### What to produce
Decide whether each statement agrees with the text on running generation and evaluation, answering yes or no and quoting the deciding words of the text. 1. Generations and evaluations can be run one after the other automatically. 2. An example config is located at configs/examples/generate.yaml. 3. The currently available metrics include rouge.

Currently available metrics are: ['ter', 'bleu', 'comet', 'comet_kiwi', 'chrf', 'errant', 'f1sequence']. For more details on the metrics and their respective arguments check Metrics section.

An example config can be found in configs/examples/evaluate.yaml.

Run inference and evaluation consecutively

You can also run generations and then evaluations automatically. The command is:

python -m tower_eval.cli gen-eval --config <PATH_TO_CONFIG>

The config logic is a combination of generate and evaluate, with a couple of nuances.

Output and data directories should be defined as:

gen_data_dir: <GEN_DATA_DIR>
eval_data_dir: <EVAL_DATA_DIR>
gen_output_dir: <GEN_OUTPUT_DIR>
eval_output_dir: <EVAL_OUTPUT_DIR>

Inside each subtask, you can specify subtask-specific metric arguments as before like so:

tasks: 
  - name: <TASK>
    subtasks:
      flores.en-pt:
      flores.en-zh:
        eval_args:
          metrics:
            chrf:
            bleu:
              tokenizer: zh
    metrics:
      <METRIC_1>:
      <METRIC_2>:
        <ARG_1>: <ARG_1>
models:
  - name: <MODEL_NAME>
    type: <MODEL_TYPE>
    arguments:
      ... # same as generate
  - name: <MODEL_2>
  ...

### Provided material
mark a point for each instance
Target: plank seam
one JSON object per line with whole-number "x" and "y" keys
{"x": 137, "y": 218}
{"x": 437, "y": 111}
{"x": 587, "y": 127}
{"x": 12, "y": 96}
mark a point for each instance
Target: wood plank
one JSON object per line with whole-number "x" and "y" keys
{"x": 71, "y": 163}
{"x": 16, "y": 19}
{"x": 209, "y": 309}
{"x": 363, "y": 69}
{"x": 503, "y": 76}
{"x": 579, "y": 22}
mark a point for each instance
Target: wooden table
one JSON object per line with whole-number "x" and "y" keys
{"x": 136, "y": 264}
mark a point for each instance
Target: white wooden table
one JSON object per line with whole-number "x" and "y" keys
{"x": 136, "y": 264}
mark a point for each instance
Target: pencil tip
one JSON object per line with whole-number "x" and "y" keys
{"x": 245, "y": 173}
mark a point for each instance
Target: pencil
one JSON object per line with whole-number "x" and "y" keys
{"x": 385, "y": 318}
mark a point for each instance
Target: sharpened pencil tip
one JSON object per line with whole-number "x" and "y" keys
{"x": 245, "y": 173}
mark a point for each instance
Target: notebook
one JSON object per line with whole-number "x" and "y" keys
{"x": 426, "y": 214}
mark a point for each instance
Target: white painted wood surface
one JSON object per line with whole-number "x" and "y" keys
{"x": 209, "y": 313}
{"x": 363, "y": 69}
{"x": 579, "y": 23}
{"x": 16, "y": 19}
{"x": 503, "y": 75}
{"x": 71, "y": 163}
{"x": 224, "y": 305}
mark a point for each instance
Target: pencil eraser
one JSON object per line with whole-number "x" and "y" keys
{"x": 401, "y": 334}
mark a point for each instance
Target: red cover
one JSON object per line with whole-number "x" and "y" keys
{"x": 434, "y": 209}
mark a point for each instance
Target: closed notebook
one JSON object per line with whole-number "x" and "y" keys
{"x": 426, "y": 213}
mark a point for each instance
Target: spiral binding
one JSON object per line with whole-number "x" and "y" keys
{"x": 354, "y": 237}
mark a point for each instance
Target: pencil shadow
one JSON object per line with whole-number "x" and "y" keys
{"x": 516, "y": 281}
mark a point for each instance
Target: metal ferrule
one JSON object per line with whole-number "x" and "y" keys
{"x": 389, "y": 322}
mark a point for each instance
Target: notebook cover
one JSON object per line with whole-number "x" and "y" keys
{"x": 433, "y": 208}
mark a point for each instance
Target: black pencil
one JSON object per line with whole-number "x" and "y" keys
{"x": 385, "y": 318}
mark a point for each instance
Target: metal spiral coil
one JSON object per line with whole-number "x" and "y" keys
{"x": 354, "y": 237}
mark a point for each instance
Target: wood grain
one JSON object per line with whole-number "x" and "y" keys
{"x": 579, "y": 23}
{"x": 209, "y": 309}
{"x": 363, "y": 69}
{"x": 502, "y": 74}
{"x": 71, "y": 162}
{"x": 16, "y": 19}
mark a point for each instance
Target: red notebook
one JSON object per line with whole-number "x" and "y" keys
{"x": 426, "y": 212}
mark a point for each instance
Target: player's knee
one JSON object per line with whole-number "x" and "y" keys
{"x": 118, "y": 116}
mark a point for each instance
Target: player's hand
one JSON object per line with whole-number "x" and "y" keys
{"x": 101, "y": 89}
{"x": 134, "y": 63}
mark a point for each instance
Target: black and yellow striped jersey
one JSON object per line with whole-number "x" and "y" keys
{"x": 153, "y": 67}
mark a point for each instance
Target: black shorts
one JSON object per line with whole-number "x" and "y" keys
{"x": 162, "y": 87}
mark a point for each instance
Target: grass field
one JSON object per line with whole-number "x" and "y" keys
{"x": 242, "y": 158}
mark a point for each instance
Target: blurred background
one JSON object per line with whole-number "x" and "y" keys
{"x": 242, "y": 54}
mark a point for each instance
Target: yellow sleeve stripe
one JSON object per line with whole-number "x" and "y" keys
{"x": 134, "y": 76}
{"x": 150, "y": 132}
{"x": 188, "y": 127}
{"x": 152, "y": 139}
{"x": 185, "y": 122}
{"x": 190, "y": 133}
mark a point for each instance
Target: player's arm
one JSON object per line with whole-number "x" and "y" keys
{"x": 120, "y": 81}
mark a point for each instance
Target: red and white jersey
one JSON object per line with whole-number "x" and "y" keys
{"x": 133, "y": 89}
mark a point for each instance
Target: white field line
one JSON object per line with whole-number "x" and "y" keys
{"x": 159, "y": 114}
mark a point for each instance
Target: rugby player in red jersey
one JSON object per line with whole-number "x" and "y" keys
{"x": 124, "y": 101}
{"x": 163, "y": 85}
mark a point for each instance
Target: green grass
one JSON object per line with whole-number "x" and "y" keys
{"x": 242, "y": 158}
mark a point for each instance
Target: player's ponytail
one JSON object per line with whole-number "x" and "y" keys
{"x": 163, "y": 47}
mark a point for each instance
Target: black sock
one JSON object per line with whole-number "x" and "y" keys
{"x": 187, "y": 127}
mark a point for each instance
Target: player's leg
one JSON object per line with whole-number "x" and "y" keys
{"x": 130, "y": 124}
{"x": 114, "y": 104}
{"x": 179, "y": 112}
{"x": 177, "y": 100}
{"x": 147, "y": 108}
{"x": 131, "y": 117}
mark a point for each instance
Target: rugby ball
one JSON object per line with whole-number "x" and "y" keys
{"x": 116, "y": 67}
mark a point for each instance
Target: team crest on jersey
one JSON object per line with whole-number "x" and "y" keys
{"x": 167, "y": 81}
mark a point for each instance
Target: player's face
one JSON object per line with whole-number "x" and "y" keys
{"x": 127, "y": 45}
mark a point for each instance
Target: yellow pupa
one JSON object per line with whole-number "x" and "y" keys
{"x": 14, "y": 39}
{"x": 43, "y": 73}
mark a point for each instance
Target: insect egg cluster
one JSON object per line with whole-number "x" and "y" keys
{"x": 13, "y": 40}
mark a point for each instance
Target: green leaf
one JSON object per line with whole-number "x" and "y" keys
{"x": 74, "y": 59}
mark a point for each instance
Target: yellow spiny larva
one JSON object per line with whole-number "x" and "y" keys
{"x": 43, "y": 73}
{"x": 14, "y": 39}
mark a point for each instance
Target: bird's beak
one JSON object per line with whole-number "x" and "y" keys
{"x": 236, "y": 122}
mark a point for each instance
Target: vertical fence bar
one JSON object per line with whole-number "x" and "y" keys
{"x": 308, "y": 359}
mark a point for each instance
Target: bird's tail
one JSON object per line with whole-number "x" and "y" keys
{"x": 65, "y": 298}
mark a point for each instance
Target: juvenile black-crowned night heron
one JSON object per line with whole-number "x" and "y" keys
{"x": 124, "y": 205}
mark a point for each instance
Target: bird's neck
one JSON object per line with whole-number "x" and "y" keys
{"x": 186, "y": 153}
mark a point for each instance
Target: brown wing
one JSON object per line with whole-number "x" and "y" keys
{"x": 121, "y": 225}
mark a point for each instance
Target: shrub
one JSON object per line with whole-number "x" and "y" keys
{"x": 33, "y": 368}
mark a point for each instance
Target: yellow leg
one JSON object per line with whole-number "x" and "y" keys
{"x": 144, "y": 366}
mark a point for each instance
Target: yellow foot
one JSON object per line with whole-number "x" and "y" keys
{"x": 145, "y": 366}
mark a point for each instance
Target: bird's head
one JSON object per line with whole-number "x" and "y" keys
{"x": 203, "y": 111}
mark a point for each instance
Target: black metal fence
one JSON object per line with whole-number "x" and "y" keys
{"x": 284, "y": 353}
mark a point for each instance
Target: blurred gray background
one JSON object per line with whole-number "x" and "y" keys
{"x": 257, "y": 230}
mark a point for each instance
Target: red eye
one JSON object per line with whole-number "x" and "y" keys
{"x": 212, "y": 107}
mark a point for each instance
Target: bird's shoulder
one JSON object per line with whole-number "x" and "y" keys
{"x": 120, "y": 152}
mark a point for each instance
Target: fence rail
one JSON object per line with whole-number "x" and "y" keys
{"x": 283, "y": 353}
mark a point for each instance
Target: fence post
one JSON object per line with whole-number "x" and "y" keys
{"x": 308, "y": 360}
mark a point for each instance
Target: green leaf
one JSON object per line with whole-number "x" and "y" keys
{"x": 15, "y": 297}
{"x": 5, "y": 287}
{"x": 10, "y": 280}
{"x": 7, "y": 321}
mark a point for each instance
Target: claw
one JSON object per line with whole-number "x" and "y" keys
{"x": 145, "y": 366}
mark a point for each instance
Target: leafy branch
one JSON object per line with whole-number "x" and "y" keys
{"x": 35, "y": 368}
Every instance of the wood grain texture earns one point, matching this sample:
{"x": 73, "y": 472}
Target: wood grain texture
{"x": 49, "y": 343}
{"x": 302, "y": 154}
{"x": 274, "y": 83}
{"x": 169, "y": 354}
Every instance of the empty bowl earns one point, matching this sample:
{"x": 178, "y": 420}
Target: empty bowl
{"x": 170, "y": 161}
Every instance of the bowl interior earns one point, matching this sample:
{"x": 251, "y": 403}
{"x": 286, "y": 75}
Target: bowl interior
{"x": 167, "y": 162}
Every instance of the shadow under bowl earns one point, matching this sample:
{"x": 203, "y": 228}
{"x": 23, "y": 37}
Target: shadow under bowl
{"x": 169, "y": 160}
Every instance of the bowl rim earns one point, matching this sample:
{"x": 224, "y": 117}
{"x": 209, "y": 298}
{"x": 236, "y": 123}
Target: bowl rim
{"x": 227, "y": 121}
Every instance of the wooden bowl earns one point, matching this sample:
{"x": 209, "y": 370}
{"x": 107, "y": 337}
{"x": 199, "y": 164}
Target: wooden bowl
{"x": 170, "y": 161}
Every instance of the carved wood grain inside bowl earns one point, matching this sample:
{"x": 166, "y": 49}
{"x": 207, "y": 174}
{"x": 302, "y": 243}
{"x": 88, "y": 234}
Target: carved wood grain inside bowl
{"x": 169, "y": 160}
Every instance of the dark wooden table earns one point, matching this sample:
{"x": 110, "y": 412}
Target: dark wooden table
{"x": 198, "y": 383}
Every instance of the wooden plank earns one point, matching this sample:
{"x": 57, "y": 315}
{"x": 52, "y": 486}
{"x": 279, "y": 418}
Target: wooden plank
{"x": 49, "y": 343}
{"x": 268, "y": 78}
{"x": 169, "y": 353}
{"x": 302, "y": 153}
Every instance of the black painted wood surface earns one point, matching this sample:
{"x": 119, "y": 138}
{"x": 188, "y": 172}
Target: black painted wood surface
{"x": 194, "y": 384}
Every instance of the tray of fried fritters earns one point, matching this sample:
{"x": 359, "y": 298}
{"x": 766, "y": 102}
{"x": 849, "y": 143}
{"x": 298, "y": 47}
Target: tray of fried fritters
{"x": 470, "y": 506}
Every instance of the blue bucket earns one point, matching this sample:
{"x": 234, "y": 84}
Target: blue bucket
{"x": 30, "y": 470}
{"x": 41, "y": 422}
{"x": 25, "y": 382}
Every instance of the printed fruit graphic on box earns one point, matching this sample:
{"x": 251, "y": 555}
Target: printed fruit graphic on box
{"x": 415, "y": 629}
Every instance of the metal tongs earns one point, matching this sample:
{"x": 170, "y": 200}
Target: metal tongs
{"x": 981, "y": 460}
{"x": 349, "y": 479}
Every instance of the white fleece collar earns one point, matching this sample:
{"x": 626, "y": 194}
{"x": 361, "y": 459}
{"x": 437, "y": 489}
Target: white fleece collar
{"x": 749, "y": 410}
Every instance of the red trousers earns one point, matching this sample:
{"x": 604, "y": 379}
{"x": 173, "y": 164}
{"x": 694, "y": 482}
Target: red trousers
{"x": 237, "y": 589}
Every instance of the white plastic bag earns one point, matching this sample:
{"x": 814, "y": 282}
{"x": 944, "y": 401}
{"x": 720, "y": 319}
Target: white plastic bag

### Response to the task
1. Yes: "You can also run generations and then evaluations automatically."
2. No: "An example config can be found in configs/examples/evaluate.yaml."
3. No: "Currently available metrics are: ['ter', 'bleu', 'comet', 'comet_kiwi', 'chrf', 'errant', 'f1sequence']."